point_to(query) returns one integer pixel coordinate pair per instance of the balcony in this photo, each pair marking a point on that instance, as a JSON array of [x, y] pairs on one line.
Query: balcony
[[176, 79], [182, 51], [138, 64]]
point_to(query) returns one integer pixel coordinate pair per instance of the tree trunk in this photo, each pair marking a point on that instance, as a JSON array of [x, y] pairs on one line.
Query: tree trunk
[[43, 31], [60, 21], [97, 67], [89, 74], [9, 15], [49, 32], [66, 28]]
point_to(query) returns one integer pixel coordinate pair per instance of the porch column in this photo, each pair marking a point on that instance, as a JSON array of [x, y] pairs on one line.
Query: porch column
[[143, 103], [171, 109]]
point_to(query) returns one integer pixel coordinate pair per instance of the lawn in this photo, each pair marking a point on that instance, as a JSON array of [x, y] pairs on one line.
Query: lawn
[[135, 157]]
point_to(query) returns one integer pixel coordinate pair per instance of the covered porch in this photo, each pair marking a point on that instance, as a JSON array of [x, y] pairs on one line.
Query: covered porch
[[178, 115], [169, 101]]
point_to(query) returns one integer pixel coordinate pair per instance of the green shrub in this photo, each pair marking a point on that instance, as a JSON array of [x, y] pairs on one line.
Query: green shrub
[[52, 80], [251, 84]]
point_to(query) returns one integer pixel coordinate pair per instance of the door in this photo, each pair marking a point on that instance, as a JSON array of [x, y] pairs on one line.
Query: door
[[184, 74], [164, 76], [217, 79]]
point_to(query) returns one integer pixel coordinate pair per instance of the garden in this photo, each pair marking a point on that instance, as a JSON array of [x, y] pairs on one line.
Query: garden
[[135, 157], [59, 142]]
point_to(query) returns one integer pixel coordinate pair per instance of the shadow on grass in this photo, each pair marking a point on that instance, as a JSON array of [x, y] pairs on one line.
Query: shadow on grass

AIM.
Copy out the lines from the one containing "of the green" through the one containing "[[52, 80], [251, 84]]", requests included. Multiply each pixel coordinate in the answers by 0.6 and round to a whole number, with halves rounded up.

OUTPUT FOR THIS TASK.
point_to(query) returns one integer pixel coordinate pair per instance of the green shrub in this photo, each pair marking a point on that instance, as a JSON array of [x, y] pairs on one line.
Query: green shrub
[[31, 48], [151, 50]]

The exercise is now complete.